§ **TASK GOAL**
Copy out the freeze drying passage again, everything from "Freeze drying is" down to "It is magic.", and swap "gadget" for "appliance".

§ **SOURCE PASSAGE**
— START —

Freeze drying is a very new form of home food preservation. Harvest Right began selling home freeze dyers in 2013 and we didn't hear about them for several years after that. To be honest we were a house divided on the topic of freeze driers. Lisa thought they were a pointless, expensive gadget. David really wanted to get one but held off because of the cost. When a friend needed to sell hers we decided to take a chance and purchase a gently used medium sized freeze dryer. It is magic.

Instead of moisture being lost through evaporation (like it is in a dehydrator) it is lost through sublimation. The food is cooled and put under pressure and the water goes straight from its solid form (frozen) to a gas. Words cannot describe how magnificent it is to be able to harness this technology in your own home. The food maintains it's original texture far better than any other food preservation method known to man. The water is more efficiently extracted (meaning the food is dryer than a dehydrator can get it) and with the lower water content comes a longer storage life. AND, if that wasn't enough, it actually retains the nutrients better than any other long term storage option. It is basically on par with frozen food which is the closest you can nutrient wise to fresh food. Not to mention it is the easiest, most hands off food processing method. After putting food on a tray you basically just push a button and walk away. No need to monitor or fiddle. Many people are wondering if a freeze dryer is worth the cost (we get it!) and if they would really get much use out of it. To help you decided we've created a list of the pros and cons as well as who we think would most benefit from a freeze dryer and some tips we've learned after having one for 6 months.

— END —

§ **PROVIDED MATERIAL**
— START —

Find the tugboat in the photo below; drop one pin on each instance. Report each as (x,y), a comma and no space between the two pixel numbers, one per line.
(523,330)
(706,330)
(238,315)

— END —

§ **RESULT OF THIS EXERCISE**
Freeze drying is a very new form of home food preservation. Harvest Right began selling home freeze dyers in 2013 and we didn't hear about them for several years after that. To be honest we were a house divided on the topic of freeze driers. Lisa thought they were a pointless, expensive appliance. David really wanted to get one but held off because of the cost. When a friend needed to sell hers we decided to take a chance and purchase a gently used medium sized freeze dryer. It is magic.